→ THE TASK: In the part of the records that opens with the line containing "Reviewer note: every instance of the rock should" and closes with the line containing "column 602, row 244", change "Reviewer note" to "Annotator note" and keep everything else the same. Give back only that part.

→ Stored items from a collection:
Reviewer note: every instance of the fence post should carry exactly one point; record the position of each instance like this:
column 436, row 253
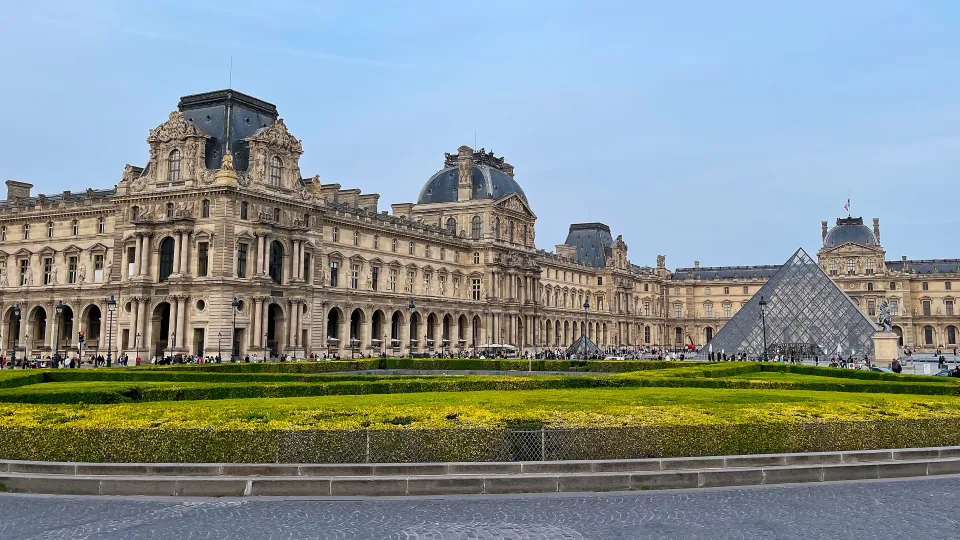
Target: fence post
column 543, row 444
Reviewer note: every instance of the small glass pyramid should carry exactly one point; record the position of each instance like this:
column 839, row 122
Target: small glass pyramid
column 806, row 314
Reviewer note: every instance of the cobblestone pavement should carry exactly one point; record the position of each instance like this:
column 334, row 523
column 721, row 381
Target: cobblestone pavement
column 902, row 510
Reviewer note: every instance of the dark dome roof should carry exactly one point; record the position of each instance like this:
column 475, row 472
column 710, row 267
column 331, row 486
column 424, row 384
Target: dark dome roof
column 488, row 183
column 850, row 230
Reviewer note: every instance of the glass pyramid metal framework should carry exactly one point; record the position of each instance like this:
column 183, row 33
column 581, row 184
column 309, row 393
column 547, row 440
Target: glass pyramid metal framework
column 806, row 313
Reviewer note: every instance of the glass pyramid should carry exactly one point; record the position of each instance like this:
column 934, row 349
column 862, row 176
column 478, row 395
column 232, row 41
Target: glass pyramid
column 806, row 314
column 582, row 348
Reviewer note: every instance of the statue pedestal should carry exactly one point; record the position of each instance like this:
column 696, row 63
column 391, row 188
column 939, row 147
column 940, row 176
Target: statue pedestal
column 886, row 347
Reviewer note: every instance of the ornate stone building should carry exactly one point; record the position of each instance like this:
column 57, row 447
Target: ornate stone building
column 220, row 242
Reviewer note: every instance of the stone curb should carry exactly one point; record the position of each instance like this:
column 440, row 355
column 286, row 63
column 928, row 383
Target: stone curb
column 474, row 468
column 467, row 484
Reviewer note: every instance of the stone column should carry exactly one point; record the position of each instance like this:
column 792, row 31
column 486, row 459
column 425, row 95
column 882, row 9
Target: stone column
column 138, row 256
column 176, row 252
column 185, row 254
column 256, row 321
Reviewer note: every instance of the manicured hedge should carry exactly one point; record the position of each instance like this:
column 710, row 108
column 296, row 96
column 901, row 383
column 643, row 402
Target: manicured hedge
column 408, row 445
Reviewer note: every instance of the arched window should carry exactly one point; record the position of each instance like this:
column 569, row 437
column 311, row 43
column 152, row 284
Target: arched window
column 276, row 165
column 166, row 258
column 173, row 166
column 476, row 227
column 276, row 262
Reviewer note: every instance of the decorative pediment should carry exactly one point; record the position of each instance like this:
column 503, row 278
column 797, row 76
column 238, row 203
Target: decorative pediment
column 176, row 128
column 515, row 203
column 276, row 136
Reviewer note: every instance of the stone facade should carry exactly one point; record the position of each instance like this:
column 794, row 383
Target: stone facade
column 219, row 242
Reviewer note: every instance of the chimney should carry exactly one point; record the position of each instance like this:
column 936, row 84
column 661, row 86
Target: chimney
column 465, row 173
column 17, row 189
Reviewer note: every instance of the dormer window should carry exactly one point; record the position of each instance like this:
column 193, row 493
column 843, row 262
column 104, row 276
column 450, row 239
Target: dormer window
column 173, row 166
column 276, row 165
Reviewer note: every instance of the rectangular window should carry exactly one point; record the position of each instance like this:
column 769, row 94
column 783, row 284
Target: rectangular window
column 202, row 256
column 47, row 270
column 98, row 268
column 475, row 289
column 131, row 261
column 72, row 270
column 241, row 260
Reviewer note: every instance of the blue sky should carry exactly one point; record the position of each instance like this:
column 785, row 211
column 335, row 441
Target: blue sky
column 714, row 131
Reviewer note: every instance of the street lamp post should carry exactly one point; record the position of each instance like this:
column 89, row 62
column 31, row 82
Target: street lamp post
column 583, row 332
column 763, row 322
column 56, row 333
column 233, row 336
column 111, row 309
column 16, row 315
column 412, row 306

* * *

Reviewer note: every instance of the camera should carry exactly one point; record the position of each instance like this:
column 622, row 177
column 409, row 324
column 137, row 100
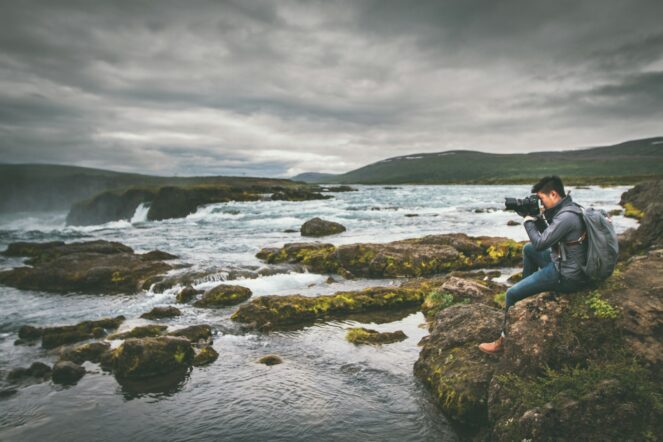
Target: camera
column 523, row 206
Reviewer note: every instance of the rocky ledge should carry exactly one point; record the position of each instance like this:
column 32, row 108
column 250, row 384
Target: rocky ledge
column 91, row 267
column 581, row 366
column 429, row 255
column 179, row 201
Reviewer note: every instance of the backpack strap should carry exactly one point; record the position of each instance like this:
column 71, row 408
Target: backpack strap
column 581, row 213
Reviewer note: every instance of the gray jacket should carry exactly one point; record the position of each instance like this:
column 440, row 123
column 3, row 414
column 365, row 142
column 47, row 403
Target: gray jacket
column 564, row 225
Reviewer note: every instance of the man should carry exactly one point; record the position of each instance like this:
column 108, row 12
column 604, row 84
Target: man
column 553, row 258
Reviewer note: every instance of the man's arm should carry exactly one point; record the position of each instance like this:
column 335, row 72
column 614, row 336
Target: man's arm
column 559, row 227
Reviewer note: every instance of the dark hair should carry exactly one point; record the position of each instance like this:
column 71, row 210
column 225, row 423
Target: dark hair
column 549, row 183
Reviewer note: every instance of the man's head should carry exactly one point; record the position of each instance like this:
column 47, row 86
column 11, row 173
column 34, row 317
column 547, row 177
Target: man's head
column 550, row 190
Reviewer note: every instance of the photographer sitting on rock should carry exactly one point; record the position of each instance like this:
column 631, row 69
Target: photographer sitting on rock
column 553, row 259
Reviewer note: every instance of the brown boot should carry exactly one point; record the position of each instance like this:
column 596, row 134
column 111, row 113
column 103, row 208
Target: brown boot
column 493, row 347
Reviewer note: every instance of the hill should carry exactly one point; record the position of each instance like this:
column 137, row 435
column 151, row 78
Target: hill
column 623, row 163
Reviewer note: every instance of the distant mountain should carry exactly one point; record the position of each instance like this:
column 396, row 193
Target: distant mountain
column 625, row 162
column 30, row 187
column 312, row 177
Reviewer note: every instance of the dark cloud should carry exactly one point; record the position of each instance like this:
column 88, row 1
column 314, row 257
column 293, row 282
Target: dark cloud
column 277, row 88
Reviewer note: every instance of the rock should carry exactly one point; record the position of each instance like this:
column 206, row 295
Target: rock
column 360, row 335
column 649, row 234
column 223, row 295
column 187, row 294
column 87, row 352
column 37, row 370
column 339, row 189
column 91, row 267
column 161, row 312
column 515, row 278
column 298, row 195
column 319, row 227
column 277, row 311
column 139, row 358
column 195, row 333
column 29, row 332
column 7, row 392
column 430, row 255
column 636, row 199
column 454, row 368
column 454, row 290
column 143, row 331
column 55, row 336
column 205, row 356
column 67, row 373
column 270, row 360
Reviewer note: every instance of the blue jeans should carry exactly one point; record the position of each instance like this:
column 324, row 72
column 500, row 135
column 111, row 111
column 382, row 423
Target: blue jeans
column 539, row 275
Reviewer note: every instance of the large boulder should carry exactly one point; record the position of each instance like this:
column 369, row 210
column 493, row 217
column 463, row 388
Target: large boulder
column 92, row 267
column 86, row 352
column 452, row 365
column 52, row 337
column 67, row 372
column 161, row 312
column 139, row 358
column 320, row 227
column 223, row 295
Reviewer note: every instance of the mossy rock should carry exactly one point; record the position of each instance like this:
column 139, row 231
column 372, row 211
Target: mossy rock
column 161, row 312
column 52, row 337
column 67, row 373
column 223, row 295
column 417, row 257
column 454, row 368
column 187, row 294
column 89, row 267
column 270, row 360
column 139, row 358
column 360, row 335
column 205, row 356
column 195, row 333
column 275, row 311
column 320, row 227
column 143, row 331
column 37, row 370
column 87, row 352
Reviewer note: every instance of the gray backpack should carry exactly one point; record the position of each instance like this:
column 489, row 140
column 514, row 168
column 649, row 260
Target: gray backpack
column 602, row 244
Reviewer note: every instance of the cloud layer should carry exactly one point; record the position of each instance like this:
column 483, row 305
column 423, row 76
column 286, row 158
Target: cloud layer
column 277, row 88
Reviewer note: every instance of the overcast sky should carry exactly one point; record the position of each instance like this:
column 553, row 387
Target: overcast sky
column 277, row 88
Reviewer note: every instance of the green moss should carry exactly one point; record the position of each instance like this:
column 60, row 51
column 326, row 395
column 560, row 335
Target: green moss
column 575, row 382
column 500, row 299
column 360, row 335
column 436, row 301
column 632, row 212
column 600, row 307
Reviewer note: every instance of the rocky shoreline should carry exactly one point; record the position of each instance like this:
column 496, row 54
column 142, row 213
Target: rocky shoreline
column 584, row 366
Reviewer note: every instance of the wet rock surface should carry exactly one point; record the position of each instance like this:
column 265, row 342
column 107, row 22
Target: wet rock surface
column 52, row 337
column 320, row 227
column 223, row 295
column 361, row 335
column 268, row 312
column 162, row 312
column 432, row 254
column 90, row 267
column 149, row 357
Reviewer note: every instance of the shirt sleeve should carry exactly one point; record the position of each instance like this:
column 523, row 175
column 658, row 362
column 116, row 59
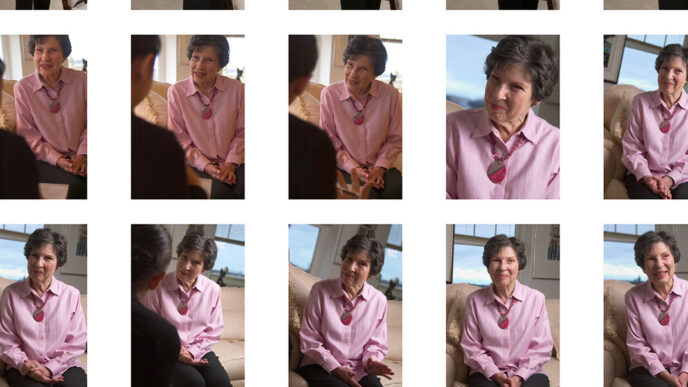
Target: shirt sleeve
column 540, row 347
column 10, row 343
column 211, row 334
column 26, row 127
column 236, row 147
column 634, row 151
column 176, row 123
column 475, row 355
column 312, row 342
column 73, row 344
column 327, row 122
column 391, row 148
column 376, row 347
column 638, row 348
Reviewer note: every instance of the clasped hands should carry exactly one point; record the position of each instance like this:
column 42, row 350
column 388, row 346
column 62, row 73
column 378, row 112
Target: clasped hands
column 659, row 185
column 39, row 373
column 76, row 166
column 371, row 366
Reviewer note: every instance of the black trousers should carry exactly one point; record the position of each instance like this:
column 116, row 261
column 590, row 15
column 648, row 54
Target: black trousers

→ FINISHED TASK:
Annotator note: every instance of the rock should carry exactly one point; record the position of each instance like this:
column 206, row 295
Target: rock
column 360, row 335
column 649, row 234
column 223, row 295
column 187, row 294
column 87, row 352
column 37, row 370
column 339, row 189
column 91, row 267
column 161, row 312
column 515, row 278
column 298, row 195
column 319, row 227
column 277, row 311
column 139, row 358
column 195, row 333
column 29, row 332
column 7, row 392
column 430, row 255
column 636, row 199
column 454, row 368
column 454, row 290
column 143, row 331
column 55, row 336
column 205, row 356
column 67, row 373
column 270, row 360
Annotator note: every instance of the blue jeans should carry exactly one point; record the position of each instance like this:
column 324, row 72
column 500, row 135
column 111, row 111
column 382, row 423
Target: blue jeans
column 539, row 275
Annotator note: every instance of the large boulder should carry exactly one point; record the position of each instance like this:
column 369, row 210
column 493, row 217
column 463, row 388
Target: large boulder
column 92, row 267
column 86, row 352
column 452, row 365
column 52, row 337
column 67, row 372
column 161, row 312
column 139, row 358
column 320, row 227
column 223, row 295
Annotator note: every instance of the mossy rock should carry exactly one point; record the position of each instance like this:
column 139, row 231
column 372, row 211
Target: mossy rock
column 161, row 312
column 52, row 337
column 67, row 373
column 223, row 295
column 417, row 257
column 454, row 368
column 187, row 294
column 89, row 267
column 270, row 360
column 139, row 358
column 360, row 335
column 205, row 356
column 195, row 333
column 275, row 311
column 320, row 227
column 143, row 331
column 37, row 370
column 87, row 352
Annotator note: every instance of the gray backpack should carry exactly one point; record the position of each instance like this:
column 489, row 140
column 514, row 168
column 649, row 260
Target: gray backpack
column 602, row 244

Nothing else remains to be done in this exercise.